====== Information given

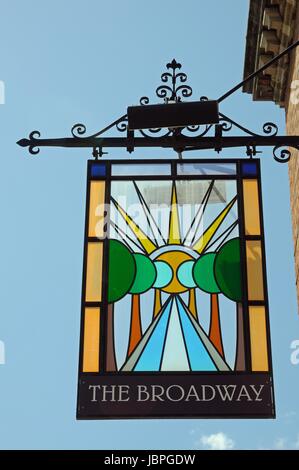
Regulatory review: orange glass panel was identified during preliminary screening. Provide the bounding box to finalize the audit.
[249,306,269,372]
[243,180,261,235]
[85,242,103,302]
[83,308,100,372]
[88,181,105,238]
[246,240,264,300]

============
====== Information given

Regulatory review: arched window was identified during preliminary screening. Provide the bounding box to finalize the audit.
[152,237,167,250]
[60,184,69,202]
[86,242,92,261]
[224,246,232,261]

============
====== Information given

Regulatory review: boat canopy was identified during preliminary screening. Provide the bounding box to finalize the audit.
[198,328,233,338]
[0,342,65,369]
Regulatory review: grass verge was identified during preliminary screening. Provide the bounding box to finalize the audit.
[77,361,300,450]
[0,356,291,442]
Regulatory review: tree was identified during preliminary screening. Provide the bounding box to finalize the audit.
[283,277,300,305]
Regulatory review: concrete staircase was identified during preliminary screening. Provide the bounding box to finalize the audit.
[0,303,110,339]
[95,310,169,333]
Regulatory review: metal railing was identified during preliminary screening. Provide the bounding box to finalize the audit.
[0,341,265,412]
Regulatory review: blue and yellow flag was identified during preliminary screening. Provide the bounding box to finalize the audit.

============

[Directions]
Put the lines starting with the one containing "Regulatory review: concrete" and going on through the one containing "Regulatory review: blue" into a Markdown table with the columns Row and Line. Include only those lines and leave out any blank ones.

[Solution for this task]
| Row | Line |
|---|---|
| 1 | Regulatory review: concrete staircase was identified during preliminary screening. Provide the bounding box to finalize the audit. |
| 2 | [0,303,110,339] |
| 3 | [95,310,169,333] |
| 4 | Regulatory review: metal railing was identified during preliminary screening. Provide the bounding box to finalize the audit. |
| 5 | [0,341,265,412] |
| 6 | Regulatory review: blue and yellow flag was identified during preliminary screening. Provide the bounding box to finalize the audit. |